Point annotation dataset records:
____________________

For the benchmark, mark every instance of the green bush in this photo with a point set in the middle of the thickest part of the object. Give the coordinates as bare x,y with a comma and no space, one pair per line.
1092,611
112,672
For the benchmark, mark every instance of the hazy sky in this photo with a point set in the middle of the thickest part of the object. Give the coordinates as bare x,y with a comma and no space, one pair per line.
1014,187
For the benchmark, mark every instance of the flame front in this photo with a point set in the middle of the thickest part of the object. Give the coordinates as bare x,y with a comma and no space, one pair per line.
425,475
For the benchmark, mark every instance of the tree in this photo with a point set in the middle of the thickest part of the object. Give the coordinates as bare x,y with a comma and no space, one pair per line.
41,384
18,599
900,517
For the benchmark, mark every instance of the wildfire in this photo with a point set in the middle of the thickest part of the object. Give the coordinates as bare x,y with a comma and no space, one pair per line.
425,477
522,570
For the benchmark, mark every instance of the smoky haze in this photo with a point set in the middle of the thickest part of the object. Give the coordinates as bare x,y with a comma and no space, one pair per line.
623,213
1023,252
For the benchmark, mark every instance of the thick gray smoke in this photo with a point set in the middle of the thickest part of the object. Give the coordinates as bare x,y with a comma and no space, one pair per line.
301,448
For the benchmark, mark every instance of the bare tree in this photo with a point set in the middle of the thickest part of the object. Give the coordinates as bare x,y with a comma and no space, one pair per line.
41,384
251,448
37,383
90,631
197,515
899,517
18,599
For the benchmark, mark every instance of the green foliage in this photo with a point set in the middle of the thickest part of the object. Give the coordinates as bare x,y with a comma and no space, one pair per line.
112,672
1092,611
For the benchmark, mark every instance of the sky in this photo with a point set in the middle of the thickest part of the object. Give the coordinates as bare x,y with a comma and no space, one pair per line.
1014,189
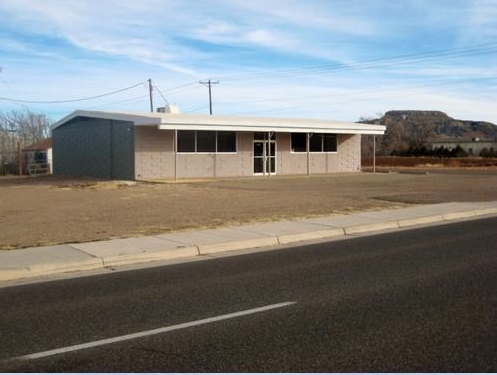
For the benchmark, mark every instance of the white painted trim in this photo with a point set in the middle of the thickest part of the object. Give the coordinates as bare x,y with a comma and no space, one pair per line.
167,121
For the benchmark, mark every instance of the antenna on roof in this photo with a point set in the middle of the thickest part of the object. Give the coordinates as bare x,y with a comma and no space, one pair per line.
209,83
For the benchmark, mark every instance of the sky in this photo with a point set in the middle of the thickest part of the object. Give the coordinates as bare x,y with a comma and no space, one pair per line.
326,59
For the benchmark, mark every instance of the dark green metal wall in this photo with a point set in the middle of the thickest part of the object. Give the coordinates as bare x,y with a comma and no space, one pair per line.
86,146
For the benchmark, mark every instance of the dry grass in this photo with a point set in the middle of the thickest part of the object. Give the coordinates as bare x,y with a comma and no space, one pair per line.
52,210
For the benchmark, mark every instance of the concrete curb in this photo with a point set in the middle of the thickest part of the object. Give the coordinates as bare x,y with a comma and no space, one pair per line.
108,254
145,257
50,269
237,245
308,236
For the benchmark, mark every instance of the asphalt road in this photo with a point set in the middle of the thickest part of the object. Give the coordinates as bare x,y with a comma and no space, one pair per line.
423,300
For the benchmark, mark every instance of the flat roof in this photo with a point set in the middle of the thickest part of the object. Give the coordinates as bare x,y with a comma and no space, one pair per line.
169,121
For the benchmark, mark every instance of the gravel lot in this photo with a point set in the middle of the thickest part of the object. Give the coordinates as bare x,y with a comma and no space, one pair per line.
52,210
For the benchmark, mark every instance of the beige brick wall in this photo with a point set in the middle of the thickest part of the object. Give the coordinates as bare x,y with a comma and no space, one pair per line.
346,159
154,157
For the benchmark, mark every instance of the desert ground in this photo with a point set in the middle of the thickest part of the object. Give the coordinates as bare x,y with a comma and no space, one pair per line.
49,210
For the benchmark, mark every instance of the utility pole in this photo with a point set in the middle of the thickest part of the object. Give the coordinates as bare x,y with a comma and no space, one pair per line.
209,83
150,94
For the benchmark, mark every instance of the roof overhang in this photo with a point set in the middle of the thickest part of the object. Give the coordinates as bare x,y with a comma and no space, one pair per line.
167,121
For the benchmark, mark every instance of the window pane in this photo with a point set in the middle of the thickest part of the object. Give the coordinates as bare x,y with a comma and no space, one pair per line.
186,141
330,142
258,165
226,141
299,141
316,143
206,141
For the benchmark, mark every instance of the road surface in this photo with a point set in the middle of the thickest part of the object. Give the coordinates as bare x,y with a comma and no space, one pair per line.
422,300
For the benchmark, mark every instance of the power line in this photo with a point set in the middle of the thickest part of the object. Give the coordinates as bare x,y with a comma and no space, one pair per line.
72,100
372,63
209,83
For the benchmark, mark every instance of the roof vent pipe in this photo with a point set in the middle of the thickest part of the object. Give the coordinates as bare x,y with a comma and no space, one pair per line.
169,108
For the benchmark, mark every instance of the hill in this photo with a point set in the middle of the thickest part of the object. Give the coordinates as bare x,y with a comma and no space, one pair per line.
408,130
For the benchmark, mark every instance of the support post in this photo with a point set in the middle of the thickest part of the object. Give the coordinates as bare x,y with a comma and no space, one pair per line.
374,153
175,147
307,147
19,157
150,89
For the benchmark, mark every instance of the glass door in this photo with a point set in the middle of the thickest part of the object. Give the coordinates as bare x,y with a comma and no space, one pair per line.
264,153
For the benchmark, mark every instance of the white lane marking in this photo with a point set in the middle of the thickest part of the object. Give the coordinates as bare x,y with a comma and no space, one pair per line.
157,331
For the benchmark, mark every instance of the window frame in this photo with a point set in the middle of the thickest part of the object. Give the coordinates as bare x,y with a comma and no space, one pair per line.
322,149
216,142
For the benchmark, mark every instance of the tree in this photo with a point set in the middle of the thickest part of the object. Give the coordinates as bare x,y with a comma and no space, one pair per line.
19,128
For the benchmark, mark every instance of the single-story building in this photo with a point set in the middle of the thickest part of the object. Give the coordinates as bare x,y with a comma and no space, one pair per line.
170,145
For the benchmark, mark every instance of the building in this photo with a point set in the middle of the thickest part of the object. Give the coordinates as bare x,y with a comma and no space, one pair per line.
37,157
118,145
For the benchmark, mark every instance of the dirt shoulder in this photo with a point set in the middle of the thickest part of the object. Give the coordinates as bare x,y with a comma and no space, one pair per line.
52,210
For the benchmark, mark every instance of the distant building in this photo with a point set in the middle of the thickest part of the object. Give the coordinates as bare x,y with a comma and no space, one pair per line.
169,145
473,147
37,157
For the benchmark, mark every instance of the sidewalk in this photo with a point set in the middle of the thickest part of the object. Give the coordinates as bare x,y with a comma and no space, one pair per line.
49,260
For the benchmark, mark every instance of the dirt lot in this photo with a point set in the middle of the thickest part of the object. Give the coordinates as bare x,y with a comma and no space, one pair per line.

____________________

THE TASK:
Write out all of the records above word for word, leaving out the pictures.

IN RESPONSE:
For the benchmark, mark every instance of the green bush in this photo with a point set in the middle of the thickest part of the object. Give the coordinates as bare x,y with a comma and no space, one pair per line.
1092,611
112,672
For the benchmark, mark every instance of the hazy sky in this photo with a point set in the middle of the thickest part of the object. Give the coordinates as bare x,y with a comma and no space, one pair per line.
1014,187
For the benchmark, mark every instance of the flame front in this photo with a point set in the middle of the thickest part of the object. Give the coordinates as bare x,y with a comma and no space, one pair per line.
425,475
For the benchmark, mark every instance of the tree in this photo with a point set in the middle of the thickest part of the object. Give the coordinates as bare x,y with a comma and no space, one pair per line.
41,384
18,599
900,517
For the benchmark, mark every instance of the wildfire in this photo with a point set in the middle of the thickest part of the object. Give the coordinates as bare x,y with a comma and no space, one pair per line.
425,477
522,570
For the benchmark, mark every instance of the smoky haze in this photo with a point set in the middle of the thickest part of the object. Give the coordinates as bare x,y with a comma and no space, one pair per line.
623,213
1023,252
For the benchmark, mark every instance of the thick gray smoke in this photo with a point set in the middle of the thickest part of the object. Give the coordinates as bare x,y with a comma and no space, one pair per line.
301,448
For the benchmark, mark every instance of the bare tree in this photo with a point set in the middle of the thickest part of the object. Give the coordinates as bare x,y with a comma and no space, one pair per line.
41,384
251,448
37,383
90,631
197,515
899,517
18,599
For the benchmark, mark every instance of the green foliage in this photo with a point set in the middle of the thickest part of the object. Give the coordinates as bare x,y with a comma and no space, one pair per line.
112,672
1092,611
For the benchmark, mark every instance of the sky in this photo with a point set in the middle of the thickest part of the object. Give the coordinates as bare x,y with a comma and no space, one pair per line.
1014,189
For the benchmark, mark every instance of the white painted trim in this photo with a point set in the middle of the thickest part of the object. Give the coordinates as bare x,y with a comma and no space, one pair per line.
167,121
For the benchmark, mark every instance of the antenna on roof in this photo with a point set in the middle of the thickest part of the object. Give the coordinates as bare x,y with a comma and no space, one pair per line.
209,83
For the benchmark, mark every instance of the sky in this photo with a point set in the middle of the thickest part of the object. Give the coordinates as bare x,y with a comma and no space, one pair per line.
326,59
For the benchmark, mark every instance of the dark green metal wall in this photo with a point set in the middle of the thickest part of the object. Give the coordinates as bare x,y with a comma and no space, one pair per line.
86,146
For the benchmark, mark every instance of the dry grass in this photo with a point set in the middle of the thickest part of the object. Give the coordinates as bare x,y with a comma and no space, one pair per line.
52,210
For the benchmark, mark every instance of the concrete curb in this photo with a point set in the middle of the thickest part of the object. Give the coordinates as bare x,y with a comma and no space, one pair per line.
108,254
145,257
50,269
237,245
308,236
For the benchmark, mark every instance of the asphalt road in this photo with a point set in the middle of the thickest part of the object. Give the coordinates as bare x,y with a comma and no space, one pair per line.
423,300
For the benchmark, mark every instance of the flat roof in this photo with a point set in the middle of the thickest part of the object. Give the coordinates as bare x,y with a comma and no space, one pair per line.
169,121
For the benchmark, mark every instance of the gravel lot in this photo with a point set in the middle of the thickest part of the object. Give the coordinates as bare x,y with a comma and no space, one pair per line.
52,210
For the benchmark, mark every instance of the beige brick wall in this photo with a point set in the middle of the thickest part of the object. Give the coordinates as bare x,y with a comma and no space, one pair per line.
346,159
154,157
For the benchmark, mark every instance of the desert ground in this photo with a point set in the middle of the thickest part of the object. Give the coordinates as bare x,y with a comma and no space, one pair per line.
49,210
For the benchmark, mark every instance of the utility pole in this photo with a point set in the middle of the thickest part of the object. Give the coordinates as bare x,y with a comma and no space, one pair per line.
209,83
150,94
For the benchmark, mark every instance of the roof overhang in this photo with a point set in the middle of the thickest part of the object. Give the coordinates as bare x,y with a comma and no space, one pair per line.
167,121
For the benchmark, mark every instance of the window pane in this photo with a point set in the middle of the thickest part of the object. Give the coordinates as bare x,y with a comma and no space, one pair per line.
186,141
330,142
258,165
226,141
299,141
316,143
206,141
For the benchmark, mark every instance of the road surface in this photo with a point set in the middle of the thickest part of the object. Give the coordinates as bare x,y with a comma and no space, one pair per line.
422,300
For the benchmark, mark every instance of the power line in this photo with a point set in the middle of the thickest part of the object. Give the coordinates as bare x,y with a comma and no space, one pair per line.
72,100
372,63
209,83
For the benchmark, mark every instance of the roof vent pipe in this photo with a point set in the middle of the thickest part of the object. Give the coordinates as bare x,y with a comma and no space, one pair per line.
169,108
For the benchmark, mark every instance of the hill in this photo with a point set in the middle of the thickest part of the object. Give the coordinates as bare x,y with a comma and no space, one pair per line.
408,130
For the benchmark, mark every instance of the support post in this photo with a point set in the middle of the thickest part of the object. Give the coordinates as bare x,y with a comma and no space, one pair per line.
374,153
175,147
307,147
19,157
150,89
For the benchmark, mark every instance of the glass door in this photo with a point set in the middle of the thickest part of the object. Give the coordinates as bare x,y with a comma and no space, one pair per line.
264,153
For the benchmark, mark every instance of the white lane marking in this photo with a point set in the middle of the thickest part of the object. Give the coordinates as bare x,y with a comma and no space, one pair per line.
157,331
For the benchmark, mark every instance of the window frame in this photo with a point set in the middle of the thickest part of the object. Give the coordinates as bare x,y with a comma and no space, one pair per line.
322,149
216,142
For the benchmark, mark every instance of the tree in this photo with a point set in the middle of the thickest part of the object. Give the coordinates as bare x,y with a comma and no space, one pair per line.
19,128
For the benchmark, mark every instance of the single-story building in this photo with a point set in the middle of the thickest part of the object. Give the coordinates as bare x,y with a comma and no space, one pair per line.
170,145
For the benchmark, mark every instance of the building in this photo with a point set in the middle of the thickest part of the object. Give the coordinates as bare x,y with a comma and no space, one pair per line.
37,157
118,145
For the benchmark, mark every instance of the dirt shoulder in this photo with a point set in the middle of the thickest part of the object. Give the coordinates as bare x,y with a comma and no space, one pair per line.
52,210
For the benchmark, mark every instance of the distant building in this photo with a point set in the middle of the thickest part of the object. Give the coordinates as bare x,y with a comma and no space, one pair per line.
169,145
473,147
37,157
For the benchmark, mark every instance of the sidewalk in this photo with a point set in the middle of the thickest part of the object. Give the coordinates as bare x,y with a comma and no space, one pair per line.
49,260
For the benchmark, mark every instance of the dirt lot in this photo with a point set in the middle of the thickest part of the object. Give the coordinates as bare x,y with a comma and no space, one pair per line.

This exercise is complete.